[Point localization data]
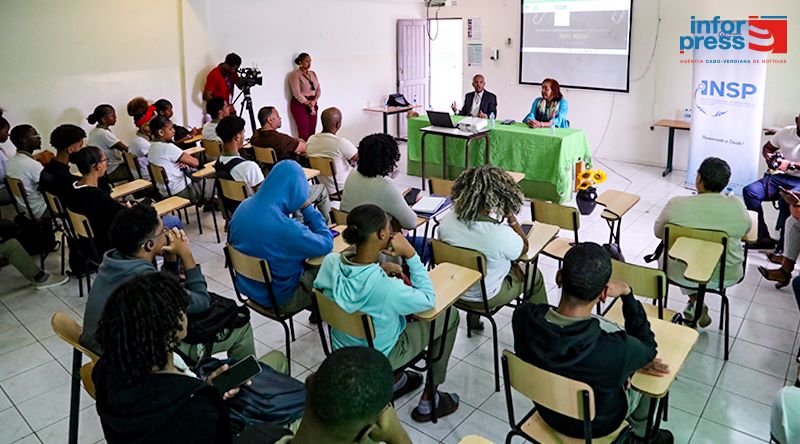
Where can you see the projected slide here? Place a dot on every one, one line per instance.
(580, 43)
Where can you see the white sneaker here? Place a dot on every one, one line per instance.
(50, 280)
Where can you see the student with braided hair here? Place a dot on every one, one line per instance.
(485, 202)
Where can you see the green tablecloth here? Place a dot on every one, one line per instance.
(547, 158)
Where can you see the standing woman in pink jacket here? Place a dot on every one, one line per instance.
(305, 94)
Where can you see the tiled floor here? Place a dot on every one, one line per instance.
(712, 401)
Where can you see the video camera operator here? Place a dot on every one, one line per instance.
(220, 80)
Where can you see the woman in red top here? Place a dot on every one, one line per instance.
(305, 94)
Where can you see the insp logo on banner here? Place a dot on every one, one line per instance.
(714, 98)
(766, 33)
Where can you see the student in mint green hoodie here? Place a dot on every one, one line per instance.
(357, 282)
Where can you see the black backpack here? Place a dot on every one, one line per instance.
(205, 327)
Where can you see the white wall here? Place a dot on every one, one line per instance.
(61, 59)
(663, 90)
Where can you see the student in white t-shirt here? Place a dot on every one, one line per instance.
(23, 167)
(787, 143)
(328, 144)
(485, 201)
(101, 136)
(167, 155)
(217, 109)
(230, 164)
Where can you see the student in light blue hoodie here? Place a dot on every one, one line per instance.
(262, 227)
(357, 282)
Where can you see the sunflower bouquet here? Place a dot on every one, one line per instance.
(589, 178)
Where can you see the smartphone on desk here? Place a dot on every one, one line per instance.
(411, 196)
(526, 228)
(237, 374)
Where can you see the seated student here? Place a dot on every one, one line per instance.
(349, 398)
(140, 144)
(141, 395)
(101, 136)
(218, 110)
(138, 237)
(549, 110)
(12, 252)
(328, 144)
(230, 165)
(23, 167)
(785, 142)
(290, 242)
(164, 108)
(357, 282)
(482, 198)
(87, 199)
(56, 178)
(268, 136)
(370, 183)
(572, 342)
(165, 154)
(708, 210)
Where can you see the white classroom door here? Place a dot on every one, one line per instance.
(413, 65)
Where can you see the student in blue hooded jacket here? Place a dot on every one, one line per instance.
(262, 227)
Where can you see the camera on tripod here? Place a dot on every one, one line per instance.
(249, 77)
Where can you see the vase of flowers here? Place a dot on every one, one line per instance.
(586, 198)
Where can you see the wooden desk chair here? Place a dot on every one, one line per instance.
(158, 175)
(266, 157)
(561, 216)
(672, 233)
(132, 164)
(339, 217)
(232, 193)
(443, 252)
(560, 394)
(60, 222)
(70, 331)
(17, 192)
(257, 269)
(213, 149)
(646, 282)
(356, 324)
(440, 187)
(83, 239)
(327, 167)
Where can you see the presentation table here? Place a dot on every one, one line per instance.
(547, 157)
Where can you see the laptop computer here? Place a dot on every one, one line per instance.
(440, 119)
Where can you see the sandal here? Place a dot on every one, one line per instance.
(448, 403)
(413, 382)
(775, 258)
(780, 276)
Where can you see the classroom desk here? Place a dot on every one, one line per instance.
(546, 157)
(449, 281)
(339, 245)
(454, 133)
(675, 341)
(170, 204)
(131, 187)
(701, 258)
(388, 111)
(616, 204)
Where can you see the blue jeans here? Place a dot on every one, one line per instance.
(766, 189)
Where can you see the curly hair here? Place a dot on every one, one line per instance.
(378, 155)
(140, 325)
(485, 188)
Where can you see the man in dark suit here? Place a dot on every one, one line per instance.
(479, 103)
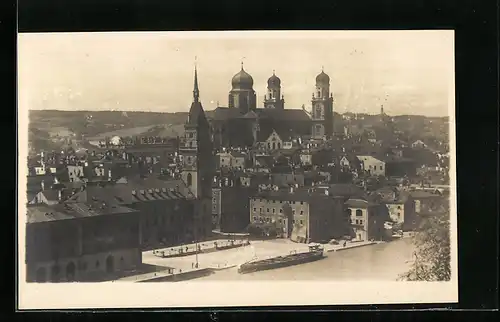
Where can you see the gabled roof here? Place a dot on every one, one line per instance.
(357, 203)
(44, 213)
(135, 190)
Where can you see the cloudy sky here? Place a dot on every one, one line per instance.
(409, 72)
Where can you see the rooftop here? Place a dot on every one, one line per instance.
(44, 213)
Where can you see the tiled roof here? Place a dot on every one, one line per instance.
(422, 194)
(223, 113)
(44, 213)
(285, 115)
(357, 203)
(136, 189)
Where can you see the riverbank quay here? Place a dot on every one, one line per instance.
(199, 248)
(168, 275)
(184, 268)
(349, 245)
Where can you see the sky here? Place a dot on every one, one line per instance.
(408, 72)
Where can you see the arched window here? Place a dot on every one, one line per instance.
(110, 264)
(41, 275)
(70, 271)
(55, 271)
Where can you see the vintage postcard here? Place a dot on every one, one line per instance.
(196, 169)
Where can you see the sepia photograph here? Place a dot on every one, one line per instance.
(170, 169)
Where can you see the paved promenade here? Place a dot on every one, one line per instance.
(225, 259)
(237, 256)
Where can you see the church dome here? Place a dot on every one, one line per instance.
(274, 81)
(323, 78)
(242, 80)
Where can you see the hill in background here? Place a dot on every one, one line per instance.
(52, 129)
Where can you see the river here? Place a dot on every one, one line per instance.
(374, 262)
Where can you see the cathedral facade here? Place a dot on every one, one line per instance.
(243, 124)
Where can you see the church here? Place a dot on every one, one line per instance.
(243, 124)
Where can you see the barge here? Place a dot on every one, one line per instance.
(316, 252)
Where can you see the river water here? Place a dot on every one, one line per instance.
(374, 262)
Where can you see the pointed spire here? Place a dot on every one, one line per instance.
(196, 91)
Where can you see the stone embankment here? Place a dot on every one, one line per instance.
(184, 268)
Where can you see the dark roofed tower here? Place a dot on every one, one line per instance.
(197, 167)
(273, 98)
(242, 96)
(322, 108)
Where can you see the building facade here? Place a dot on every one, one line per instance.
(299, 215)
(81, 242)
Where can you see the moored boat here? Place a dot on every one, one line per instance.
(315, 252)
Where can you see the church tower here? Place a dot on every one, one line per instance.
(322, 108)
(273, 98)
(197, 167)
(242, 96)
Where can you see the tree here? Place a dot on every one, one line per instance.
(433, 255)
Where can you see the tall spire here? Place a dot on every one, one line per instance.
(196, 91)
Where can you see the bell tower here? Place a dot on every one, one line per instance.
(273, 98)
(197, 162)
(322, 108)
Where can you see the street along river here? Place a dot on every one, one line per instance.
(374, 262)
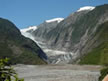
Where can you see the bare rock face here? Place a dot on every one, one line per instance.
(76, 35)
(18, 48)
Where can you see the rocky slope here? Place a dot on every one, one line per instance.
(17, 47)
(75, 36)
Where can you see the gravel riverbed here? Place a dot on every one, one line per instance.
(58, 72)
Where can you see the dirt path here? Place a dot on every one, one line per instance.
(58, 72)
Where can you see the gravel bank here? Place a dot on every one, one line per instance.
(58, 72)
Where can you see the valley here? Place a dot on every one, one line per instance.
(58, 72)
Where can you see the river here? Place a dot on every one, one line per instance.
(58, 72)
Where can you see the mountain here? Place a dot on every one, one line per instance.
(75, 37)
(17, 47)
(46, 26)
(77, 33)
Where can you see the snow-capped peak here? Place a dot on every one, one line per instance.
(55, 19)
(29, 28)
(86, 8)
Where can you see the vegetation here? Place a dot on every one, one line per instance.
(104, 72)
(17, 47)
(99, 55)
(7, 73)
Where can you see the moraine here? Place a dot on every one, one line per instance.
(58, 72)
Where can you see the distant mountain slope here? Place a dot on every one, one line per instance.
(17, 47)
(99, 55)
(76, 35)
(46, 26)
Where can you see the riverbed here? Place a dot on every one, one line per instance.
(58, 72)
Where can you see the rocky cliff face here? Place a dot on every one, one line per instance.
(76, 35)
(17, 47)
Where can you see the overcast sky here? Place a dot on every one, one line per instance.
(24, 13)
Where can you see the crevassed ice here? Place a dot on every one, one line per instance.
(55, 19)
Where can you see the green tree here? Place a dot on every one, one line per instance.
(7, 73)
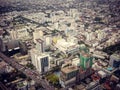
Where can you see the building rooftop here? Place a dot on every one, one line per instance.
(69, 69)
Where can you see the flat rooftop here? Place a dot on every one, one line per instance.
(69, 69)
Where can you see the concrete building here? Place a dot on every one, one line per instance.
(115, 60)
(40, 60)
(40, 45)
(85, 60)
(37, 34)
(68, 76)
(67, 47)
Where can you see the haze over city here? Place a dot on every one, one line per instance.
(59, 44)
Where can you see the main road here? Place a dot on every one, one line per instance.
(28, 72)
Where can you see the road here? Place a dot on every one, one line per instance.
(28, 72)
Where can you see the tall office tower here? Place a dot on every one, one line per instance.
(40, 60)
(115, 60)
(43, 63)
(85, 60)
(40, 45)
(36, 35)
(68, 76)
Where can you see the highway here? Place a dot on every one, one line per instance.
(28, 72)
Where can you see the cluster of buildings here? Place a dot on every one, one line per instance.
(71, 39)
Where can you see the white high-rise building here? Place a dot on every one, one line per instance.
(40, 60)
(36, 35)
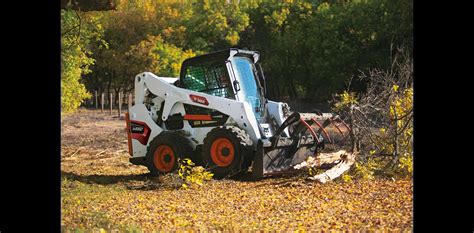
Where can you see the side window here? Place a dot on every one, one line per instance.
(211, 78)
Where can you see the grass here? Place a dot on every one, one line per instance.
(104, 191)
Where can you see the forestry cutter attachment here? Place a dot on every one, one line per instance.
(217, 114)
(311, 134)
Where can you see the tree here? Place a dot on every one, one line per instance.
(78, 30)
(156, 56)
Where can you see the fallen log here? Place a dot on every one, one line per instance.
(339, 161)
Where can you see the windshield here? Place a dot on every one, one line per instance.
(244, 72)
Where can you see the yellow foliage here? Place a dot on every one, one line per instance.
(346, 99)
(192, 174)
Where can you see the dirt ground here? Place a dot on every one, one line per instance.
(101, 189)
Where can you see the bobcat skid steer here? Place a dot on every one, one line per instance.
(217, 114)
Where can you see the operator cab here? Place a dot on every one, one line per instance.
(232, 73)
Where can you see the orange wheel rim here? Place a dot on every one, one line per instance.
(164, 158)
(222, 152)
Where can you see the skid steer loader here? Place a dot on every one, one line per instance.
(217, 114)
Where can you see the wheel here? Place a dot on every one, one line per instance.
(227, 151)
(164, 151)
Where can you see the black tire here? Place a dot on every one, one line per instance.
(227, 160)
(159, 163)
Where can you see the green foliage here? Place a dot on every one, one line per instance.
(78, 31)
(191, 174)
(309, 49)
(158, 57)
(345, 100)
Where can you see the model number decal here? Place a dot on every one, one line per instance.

• **ACTIVITY**:
The lines from the one holding "Where can you see the yellow" to the end of the entries are to be repeated exactly, with both ends included and nothing else.

• **ANSWER AREA**:
Where can you see the yellow foliage here? Place a dot on every one, one line per instance.
(346, 99)
(192, 174)
Where can you see the dirt ground here? Place a dot on every one, one line per instance.
(101, 189)
Where can you see the bobcat skid steer here? Place a dot on every one, one line per instance.
(217, 114)
Where can you see the operator cab here? Place a dot on every one, one line per instance.
(232, 73)
Where can you see the orange wheel rim here? Place a dot on every one, one line per instance.
(164, 158)
(222, 152)
Where can you see the skid steer loader here? Place a dot on every one, one line per instance.
(217, 114)
Where can you see the wheel here? Place a dot on every one, one line per instance.
(227, 151)
(164, 151)
Where can you see the black tire here? Place a dot on every one, one line per instance.
(227, 160)
(159, 163)
Where can you see the green foliage here? Place a dot on every one, one line per instance.
(78, 31)
(191, 174)
(309, 49)
(158, 57)
(345, 100)
Where can you see the model number decal here? Place a dot on every one, one line per instance.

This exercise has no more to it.